**SOAL A:**
Menurut kutipan tentang usulan hak kepemilikan lahan hutan, kapan dan di mana Menteri Sofyan membuka Rapat Kerja APHI tahun 2016?
**SOAL B:**
Tuliskan kembali tanpa perubahan bagian kutipan tentang usulan hak kepemilikan lahan hutan yang dibuka dengan kata-kata yang memuat "Inilah kejutan yang" dan ditutup dengan "pun mau membiayai.".

___ KUTIPAN ___

Kementerian Agraria dan Tata Ruang (ATR)/Badan Pertanahan Nasional (BPN) mengusulkan kepada Presiden Joko Widodo agar memberikan hak kepemilikan lahan hutan untuk menggairahkan bisnis kehutanan. Selain menarik minat perbankan, hak kepemilikan juga akan meningkatkan akuntabilitas pengelolaan. Bagaimana dengan UU 41/199 berikut turunannya yang jadi ganjalan? Indonesia bisa menerapkan prinsip omnibus law dalam menyusun aturan baru.
Inilah kejutan yang dilontarkan Menteri ATR/Kepala Badan Pertanahan Nasional Sofyan Djalil. Bisnis kehutanan yang dijauhi kalangan perbankan harus punya daya ungkit, dan tidak cukup dengan pemberian izin hutan tanaman yang bisa diperpanjang sampai 100 tahun saja. Dibutuhkan status lahan yang bisa setara dengan perkebunan, misalnya, sehingga perbankan pun mau membiayai.
“Dengan hak kepemilikan akan meningkatkan leverage dan accountability-nya,” kata Menteri Sofyan di Jakarta, Kamis (15/9/2016), saat membuka Rapat Kerja Asosiasi Pengusaha Hutan Indonesia (APHI) tahun 2016.
Apalagi, dia menilai tanggung jawab pemegang konsesi hutan dengan pemegang Hak Guna Usaha (HGU) perkebunan juga setara. “Secara de facto, tanggung jawab pengusaha hutan yang punya konsesi 1 juta hektare itu sama dengan pemilik HGU 1 juta hektare. Namun, yang satu tak punya leverage dan pinjam uang, yang satu lagi bisa,” ujar Sofyan.

___ DATA YANG DIBERIKAN ___

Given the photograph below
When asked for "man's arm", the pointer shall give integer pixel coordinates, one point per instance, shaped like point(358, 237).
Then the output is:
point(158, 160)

___

**PENYELESAIAN SOAL A:**
Di Jakarta, pada Kamis (15/9/2016).

**PENYELESAIAN SOAL B:**
Inilah kejutan yang dilontarkan Menteri ATR/Kepala Badan Pertanahan Nasional Sofyan Djalil. Bisnis kehutanan yang dijauhi kalangan perbankan harus punya daya ungkit, dan tidak cukup dengan pemberian izin hutan tanaman yang bisa diperpanjang sampai 100 tahun saja. Dibutuhkan status lahan yang bisa setara dengan perkebunan, misalnya, sehingga perbankan pun mau membiayai.